> Work task: Determine how many lines of the data below contain "rough", then give only that number.

Collection entries:
++++++++
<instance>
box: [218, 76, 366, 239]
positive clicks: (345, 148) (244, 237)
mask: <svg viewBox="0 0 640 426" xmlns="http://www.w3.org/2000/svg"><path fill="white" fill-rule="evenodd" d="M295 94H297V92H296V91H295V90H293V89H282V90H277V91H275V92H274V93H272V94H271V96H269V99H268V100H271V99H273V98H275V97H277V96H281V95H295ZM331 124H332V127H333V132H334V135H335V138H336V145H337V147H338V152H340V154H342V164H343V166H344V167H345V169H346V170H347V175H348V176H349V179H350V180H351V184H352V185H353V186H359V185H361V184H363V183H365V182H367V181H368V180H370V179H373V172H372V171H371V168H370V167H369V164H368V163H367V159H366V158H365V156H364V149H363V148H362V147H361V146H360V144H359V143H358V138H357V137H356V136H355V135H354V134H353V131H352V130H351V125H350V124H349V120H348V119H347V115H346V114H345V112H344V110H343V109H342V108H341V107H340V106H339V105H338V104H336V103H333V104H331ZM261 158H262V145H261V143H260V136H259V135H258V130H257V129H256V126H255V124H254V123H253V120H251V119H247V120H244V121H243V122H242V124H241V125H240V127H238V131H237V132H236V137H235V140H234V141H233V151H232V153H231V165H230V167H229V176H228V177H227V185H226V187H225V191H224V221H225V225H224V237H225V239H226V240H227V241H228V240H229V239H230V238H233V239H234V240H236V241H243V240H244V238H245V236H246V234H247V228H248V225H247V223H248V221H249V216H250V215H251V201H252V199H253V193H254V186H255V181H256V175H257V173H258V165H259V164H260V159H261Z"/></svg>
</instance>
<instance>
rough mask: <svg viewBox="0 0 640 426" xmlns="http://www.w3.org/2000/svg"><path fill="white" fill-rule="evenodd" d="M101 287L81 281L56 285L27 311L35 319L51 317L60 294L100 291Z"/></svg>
++++++++
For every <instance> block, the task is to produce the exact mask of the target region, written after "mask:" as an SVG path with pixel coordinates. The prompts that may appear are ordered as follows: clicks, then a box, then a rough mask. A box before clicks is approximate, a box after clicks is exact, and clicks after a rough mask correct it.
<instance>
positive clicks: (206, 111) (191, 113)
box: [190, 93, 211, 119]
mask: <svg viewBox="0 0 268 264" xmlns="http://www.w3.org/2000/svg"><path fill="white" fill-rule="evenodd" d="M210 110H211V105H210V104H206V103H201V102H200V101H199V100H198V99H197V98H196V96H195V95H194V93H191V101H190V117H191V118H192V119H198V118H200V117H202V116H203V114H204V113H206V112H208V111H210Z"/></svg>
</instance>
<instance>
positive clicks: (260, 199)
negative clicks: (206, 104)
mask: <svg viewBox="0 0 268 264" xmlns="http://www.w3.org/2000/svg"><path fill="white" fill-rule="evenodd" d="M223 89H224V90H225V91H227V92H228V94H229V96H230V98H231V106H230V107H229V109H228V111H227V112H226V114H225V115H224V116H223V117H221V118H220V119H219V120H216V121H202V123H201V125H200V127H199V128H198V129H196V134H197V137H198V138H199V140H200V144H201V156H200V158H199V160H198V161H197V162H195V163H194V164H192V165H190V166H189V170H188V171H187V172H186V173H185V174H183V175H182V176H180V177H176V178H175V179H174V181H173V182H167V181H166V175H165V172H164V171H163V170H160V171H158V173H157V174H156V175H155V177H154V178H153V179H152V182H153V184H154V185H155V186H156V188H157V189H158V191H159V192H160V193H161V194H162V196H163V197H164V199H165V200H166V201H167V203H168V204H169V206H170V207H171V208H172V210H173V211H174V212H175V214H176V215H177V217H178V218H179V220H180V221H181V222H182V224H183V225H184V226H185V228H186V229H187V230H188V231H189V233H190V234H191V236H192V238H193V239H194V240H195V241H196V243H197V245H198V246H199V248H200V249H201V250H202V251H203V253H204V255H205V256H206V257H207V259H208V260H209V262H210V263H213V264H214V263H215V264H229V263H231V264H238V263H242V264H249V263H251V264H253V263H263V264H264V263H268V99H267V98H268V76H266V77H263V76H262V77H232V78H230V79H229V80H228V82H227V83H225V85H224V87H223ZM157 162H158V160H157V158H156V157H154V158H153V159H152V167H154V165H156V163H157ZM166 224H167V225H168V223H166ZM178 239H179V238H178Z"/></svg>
++++++++
> Answer to this problem: 2